Rewrite everything in the listing below from the line containing "trace target=dirt ground" down to the end of the listing, with the request lines included, and shift each coordinate in the answers by adding -113 to it. Give back only those lines.
_ _ _ _ _ _ _
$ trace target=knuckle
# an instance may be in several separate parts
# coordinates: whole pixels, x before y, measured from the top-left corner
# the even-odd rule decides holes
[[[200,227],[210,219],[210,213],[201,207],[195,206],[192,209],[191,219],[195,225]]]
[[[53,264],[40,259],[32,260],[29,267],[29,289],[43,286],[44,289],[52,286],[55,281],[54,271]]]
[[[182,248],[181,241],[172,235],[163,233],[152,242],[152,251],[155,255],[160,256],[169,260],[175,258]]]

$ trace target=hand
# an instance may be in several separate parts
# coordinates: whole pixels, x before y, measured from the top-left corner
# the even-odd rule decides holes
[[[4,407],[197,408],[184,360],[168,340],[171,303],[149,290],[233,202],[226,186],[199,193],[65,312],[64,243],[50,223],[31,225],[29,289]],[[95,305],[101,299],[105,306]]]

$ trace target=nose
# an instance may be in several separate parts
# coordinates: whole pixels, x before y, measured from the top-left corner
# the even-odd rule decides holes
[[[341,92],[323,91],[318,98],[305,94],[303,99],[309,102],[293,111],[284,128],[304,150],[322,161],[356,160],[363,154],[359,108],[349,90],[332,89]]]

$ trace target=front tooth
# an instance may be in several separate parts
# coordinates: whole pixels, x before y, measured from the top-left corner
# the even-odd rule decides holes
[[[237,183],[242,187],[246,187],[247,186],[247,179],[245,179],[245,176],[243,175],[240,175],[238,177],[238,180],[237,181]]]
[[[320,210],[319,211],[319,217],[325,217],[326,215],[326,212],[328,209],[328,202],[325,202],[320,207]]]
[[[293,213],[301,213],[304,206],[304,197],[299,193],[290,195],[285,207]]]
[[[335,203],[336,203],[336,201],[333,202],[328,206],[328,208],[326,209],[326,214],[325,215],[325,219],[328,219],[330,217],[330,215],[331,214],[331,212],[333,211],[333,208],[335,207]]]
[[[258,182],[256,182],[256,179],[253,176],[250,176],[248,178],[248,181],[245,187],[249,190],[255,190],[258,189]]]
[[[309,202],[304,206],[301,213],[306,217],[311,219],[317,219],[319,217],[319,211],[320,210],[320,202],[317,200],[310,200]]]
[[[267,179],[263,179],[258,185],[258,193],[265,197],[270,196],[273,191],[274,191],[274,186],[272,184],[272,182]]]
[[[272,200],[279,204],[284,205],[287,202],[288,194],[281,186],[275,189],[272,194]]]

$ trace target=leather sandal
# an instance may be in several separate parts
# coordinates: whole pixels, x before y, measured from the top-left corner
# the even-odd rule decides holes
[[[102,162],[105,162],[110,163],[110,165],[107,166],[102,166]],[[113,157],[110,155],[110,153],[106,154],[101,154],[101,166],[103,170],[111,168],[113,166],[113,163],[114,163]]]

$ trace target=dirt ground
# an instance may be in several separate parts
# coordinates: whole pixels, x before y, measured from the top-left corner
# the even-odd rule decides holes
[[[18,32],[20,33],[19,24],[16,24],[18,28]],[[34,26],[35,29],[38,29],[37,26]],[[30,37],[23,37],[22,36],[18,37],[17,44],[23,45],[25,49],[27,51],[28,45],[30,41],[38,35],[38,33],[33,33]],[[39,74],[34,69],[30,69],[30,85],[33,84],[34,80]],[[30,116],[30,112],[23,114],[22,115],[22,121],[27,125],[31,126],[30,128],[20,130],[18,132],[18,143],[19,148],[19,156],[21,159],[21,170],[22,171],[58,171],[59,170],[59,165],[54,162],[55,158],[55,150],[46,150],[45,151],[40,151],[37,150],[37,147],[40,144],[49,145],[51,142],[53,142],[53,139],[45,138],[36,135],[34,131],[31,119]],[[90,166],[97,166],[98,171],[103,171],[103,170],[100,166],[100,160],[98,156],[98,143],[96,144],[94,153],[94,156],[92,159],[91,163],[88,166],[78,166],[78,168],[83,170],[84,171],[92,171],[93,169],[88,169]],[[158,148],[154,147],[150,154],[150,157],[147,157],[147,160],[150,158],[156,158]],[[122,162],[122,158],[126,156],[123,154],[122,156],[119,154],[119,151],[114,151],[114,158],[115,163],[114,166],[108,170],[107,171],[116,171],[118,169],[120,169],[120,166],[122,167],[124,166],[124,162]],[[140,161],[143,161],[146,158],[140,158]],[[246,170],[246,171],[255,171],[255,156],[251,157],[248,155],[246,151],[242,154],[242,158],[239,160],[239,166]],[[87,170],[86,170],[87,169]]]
_ _ _ _ _ _ _
#### WRITTEN RESPONSE
$ trace target=dirt ground
# an instance may be in several separate parts
# coordinates: whole pixels, x before y, measured from the top-left corner
# the even-odd rule decides holes
[[[-95,-81],[-93,-80],[-94,-89],[-97,-89],[-95,-85]],[[-79,-87],[-78,-84],[-75,-84],[-76,-87]],[[-83,-76],[-90,-76],[-91,-77],[-95,-76],[-96,-69],[-90,-68],[-88,-64],[-86,-62],[-85,-68],[-83,-72],[-75,-78],[-75,-80],[-80,-80]],[[-74,-39],[-79,-44],[-83,-44],[-83,-28],[-80,-29],[-79,-33]],[[-83,3],[-83,-1],[-90,1],[-91,2],[-91,8],[-86,12],[-82,13],[-83,15],[-93,17],[-95,19],[-95,30],[-94,35],[-94,43],[-92,46],[-92,57],[-91,58],[-55,58],[-54,57],[-54,52],[-59,49],[-58,45],[-58,37],[-67,37],[-68,38],[-73,38],[-76,37],[-76,34],[-73,31],[-64,32],[-62,29],[-60,29],[-60,26],[-68,25],[-77,22],[-79,18],[-82,6]],[[-23,53],[-16,53],[-15,58],[-10,58],[-10,57],[-13,53],[-13,47],[-15,43],[-15,30],[-17,31],[-19,40],[-19,43],[-21,46],[-22,50],[-25,53],[-35,53],[-35,55],[-30,57],[-29,58],[-21,58],[-20,56],[-25,56]],[[45,35],[41,34],[37,41],[37,44],[34,44],[34,47],[37,45],[43,45]],[[9,49],[9,45],[13,43],[10,41],[9,43],[6,41],[6,38],[1,38],[1,45],[2,50],[1,53],[-5,57],[-6,58],[3,58],[5,56],[7,56],[7,53],[9,54],[11,53],[11,49]],[[27,48],[30,48],[33,45],[27,45]],[[133,57],[133,58],[142,58],[142,43],[138,44],[135,42],[133,38],[129,41],[129,45],[126,47],[126,53]],[[-26,57],[-27,57],[-26,56]]]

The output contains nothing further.